:: Data

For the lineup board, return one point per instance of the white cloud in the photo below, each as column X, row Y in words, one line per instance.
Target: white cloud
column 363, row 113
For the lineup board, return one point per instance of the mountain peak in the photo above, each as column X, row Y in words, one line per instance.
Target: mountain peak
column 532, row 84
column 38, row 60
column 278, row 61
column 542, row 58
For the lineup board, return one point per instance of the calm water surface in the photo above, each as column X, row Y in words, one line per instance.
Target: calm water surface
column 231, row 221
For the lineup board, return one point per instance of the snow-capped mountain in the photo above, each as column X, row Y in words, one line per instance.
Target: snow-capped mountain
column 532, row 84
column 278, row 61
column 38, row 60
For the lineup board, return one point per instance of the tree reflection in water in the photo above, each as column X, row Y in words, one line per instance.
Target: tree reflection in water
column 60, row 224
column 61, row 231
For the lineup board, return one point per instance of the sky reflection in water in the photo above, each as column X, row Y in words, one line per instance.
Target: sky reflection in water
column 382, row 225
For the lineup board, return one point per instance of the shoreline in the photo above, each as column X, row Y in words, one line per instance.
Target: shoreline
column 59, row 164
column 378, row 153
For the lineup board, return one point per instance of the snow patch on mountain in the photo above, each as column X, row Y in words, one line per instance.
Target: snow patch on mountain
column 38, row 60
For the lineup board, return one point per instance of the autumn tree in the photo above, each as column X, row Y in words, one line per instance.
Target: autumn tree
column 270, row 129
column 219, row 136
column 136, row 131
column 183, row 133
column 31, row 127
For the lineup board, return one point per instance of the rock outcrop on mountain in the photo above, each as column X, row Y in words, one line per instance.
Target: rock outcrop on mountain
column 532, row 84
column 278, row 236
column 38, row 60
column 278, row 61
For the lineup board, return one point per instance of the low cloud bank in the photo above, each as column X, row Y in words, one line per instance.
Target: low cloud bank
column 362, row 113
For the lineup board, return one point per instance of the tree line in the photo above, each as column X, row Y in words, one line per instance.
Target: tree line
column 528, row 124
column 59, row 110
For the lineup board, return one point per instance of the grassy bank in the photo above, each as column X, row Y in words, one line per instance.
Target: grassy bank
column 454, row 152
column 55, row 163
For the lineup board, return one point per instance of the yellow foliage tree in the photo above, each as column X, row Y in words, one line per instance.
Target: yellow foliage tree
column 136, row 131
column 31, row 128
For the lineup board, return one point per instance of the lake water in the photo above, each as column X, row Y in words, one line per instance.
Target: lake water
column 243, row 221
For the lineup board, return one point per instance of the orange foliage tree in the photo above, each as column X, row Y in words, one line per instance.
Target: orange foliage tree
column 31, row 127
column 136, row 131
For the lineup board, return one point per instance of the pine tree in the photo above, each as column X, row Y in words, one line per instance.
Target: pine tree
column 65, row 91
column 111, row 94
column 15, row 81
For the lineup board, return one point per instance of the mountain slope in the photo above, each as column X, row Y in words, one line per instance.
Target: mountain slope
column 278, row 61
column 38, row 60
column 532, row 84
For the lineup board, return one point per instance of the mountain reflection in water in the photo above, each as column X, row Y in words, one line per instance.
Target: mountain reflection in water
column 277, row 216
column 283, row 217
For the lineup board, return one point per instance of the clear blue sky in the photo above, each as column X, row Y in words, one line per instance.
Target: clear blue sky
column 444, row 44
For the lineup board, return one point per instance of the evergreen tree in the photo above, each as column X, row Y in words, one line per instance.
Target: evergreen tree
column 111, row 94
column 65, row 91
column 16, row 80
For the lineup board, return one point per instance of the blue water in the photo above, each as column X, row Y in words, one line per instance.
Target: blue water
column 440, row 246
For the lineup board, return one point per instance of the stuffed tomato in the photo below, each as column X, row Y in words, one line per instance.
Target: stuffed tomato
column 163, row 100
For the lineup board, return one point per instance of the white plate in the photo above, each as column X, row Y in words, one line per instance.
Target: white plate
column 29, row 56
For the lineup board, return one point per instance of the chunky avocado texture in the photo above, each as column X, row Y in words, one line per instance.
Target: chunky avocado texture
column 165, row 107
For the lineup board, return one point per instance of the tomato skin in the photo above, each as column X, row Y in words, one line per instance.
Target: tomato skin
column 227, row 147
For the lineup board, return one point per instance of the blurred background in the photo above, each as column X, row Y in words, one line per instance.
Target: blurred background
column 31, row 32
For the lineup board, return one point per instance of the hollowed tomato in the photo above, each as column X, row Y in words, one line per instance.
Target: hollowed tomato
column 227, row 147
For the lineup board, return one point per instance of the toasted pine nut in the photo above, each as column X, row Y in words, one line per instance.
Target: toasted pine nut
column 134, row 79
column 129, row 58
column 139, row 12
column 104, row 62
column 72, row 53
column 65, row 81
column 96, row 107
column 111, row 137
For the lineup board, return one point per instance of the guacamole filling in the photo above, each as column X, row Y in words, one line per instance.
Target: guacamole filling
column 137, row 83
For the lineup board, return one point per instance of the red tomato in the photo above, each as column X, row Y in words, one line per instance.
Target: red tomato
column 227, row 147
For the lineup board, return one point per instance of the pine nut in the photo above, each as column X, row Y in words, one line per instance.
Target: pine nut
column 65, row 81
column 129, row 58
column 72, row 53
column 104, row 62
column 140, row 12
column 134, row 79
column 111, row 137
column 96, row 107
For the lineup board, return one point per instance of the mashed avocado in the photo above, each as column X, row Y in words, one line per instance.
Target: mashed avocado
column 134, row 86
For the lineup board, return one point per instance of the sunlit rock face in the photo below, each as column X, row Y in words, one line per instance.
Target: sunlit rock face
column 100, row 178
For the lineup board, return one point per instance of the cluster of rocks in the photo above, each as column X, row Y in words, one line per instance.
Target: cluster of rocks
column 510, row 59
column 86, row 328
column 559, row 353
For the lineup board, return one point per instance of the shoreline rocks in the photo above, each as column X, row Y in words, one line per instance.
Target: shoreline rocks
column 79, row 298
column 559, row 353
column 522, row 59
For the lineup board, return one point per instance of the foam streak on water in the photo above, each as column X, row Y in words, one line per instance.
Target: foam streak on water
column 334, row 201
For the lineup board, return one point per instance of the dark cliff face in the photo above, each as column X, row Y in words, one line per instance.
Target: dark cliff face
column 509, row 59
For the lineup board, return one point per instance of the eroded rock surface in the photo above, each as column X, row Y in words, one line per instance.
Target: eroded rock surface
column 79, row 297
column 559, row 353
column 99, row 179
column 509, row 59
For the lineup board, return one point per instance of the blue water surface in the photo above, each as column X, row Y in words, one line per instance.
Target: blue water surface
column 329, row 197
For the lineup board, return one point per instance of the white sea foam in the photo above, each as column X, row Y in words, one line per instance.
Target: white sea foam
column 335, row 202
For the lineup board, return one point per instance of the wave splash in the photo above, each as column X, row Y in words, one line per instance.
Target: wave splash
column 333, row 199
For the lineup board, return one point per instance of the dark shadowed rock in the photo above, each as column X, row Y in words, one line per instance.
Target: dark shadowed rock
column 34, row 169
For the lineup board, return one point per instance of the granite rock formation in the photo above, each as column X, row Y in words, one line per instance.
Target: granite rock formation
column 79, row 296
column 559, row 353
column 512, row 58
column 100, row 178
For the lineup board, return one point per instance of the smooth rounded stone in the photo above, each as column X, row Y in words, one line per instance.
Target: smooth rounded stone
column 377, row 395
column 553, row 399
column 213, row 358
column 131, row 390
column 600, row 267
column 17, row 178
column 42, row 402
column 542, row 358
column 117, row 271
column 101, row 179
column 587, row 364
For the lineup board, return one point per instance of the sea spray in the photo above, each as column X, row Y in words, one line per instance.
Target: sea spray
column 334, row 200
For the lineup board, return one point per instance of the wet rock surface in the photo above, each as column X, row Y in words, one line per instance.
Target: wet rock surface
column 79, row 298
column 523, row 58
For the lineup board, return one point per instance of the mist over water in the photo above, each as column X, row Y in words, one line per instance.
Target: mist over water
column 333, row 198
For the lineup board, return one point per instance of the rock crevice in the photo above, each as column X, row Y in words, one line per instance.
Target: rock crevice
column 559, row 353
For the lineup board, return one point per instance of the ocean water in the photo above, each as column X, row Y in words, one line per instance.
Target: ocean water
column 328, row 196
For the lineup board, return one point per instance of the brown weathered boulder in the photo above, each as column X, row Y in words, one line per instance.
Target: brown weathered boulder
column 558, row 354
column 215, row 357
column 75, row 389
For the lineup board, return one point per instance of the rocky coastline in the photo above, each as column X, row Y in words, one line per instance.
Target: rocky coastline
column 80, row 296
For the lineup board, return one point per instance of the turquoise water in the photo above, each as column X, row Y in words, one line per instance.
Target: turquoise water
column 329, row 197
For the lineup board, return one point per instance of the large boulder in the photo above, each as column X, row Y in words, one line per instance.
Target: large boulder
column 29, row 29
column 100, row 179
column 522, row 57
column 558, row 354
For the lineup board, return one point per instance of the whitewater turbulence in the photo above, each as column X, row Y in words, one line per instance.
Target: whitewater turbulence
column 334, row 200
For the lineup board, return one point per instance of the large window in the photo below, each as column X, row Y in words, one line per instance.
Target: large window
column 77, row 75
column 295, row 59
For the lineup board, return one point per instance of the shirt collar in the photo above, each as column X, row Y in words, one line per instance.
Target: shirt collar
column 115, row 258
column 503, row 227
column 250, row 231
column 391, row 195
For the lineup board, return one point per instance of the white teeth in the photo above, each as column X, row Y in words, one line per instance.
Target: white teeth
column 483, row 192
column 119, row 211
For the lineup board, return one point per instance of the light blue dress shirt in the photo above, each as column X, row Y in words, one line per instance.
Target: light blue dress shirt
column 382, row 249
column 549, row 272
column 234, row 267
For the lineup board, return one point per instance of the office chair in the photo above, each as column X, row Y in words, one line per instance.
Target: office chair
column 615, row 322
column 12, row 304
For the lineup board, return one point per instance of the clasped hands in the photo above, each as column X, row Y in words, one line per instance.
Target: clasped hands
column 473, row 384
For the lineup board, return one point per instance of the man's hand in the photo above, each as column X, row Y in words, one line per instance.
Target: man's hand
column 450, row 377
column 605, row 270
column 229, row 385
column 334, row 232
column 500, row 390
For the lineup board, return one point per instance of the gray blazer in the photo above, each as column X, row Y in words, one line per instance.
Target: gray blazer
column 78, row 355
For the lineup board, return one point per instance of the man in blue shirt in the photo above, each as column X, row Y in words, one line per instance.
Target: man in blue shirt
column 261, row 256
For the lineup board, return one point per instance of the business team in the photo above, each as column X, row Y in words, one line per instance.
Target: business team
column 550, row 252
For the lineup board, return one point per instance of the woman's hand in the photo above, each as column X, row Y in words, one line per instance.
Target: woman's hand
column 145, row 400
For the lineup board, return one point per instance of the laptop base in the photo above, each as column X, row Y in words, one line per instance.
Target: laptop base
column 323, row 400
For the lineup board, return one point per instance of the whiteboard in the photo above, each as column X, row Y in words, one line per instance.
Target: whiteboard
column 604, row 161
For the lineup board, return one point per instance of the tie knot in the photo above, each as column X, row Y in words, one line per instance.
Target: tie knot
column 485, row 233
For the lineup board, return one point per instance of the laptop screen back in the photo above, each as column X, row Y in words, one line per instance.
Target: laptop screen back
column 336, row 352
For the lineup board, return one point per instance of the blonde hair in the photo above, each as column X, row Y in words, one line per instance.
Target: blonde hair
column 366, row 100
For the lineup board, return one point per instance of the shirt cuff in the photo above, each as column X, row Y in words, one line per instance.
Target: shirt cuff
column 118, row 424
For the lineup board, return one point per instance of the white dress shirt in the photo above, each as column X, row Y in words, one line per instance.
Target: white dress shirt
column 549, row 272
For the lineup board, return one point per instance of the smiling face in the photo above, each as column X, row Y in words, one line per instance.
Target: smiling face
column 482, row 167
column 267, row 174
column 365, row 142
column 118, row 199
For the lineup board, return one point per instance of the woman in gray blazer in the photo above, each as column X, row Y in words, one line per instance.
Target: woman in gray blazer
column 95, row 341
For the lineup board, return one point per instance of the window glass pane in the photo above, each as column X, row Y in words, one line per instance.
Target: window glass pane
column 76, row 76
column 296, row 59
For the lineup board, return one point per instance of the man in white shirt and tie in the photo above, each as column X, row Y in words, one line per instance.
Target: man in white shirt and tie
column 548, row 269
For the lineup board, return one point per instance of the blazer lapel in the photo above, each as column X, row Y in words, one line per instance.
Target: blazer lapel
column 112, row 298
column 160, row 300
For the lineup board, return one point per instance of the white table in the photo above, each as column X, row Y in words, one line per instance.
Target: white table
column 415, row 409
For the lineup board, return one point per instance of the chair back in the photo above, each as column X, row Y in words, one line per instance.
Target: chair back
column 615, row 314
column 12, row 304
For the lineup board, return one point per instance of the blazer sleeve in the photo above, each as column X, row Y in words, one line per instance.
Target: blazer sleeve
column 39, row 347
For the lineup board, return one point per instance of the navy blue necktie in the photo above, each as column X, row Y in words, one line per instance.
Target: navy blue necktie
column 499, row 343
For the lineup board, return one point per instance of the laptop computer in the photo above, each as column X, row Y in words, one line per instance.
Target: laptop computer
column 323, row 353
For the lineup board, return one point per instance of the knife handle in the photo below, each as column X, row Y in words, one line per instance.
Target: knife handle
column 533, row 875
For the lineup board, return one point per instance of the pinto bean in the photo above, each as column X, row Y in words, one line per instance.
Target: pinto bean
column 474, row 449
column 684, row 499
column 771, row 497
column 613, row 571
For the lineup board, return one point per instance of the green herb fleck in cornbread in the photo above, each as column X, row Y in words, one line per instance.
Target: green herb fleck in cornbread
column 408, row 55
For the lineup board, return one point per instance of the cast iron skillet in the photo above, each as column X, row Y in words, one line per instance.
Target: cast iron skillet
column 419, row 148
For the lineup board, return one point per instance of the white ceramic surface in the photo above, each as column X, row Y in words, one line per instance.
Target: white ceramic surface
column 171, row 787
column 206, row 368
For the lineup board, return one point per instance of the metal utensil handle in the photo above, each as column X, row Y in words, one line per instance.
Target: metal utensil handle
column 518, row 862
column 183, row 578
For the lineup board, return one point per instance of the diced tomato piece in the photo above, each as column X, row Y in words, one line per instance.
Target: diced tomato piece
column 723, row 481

::::

● **Aim of the exercise**
Repeat the lines of the data above that run from the line containing "of the whiteboard" through the line containing "column 160, row 300", including both of those lines.

● **Answer to this exercise**
For the lineup board, return one point per instance of the whiteboard in the photo above, each as column X, row Y in words, one line per instance.
Target: whiteboard
column 604, row 161
For the lineup board, return one point per instance of the tie knot in the photo above, each as column X, row Y in words, one line per instance.
Target: tie knot
column 485, row 233
For the lineup board, return one point per instance of the laptop screen back in the photo above, each as column X, row Y in words, one line per instance.
Target: laptop screen back
column 336, row 352
For the lineup board, return one point per instance of the blonde hair in the photo above, each as column X, row Y in words, one line per instance.
Target: blonde hair
column 366, row 100
For the lineup board, return one point per instance of the shirt cuff in the photo above, each as column X, row Y in words, one line per instance.
Target: shirt cuff
column 118, row 424
For the lineup board, return one point per instance of the white dress shirt in the photo above, each as column X, row Y in words, one line per instance.
Target: white dress shirt
column 549, row 272
For the lineup board, return one point per instance of the smiling face in the photo above, each as column X, row Y in words, one line per instance.
Target: smiling face
column 482, row 167
column 267, row 174
column 365, row 142
column 118, row 199
For the lineup board, return one point per instance of the woman in gray blazer in the photo above, each as column X, row Y in words, one line per instance.
Target: woman in gray blazer
column 95, row 341
For the lineup board, return one point per instance of the window glass pane in the photo above, each as column X, row Y in words, one line per instance.
Target: window glass pane
column 76, row 76
column 296, row 59
For the lineup board, return one point per instance of the man in white shirt and tie in the photo above, each as column X, row Y in words, one line per instance.
Target: man in white shirt and tie
column 548, row 269
For the lineup board, return one point per instance of the blazer lapel in the photo above, each as column X, row Y in words, one line per instance.
Target: blazer lapel
column 112, row 298
column 160, row 300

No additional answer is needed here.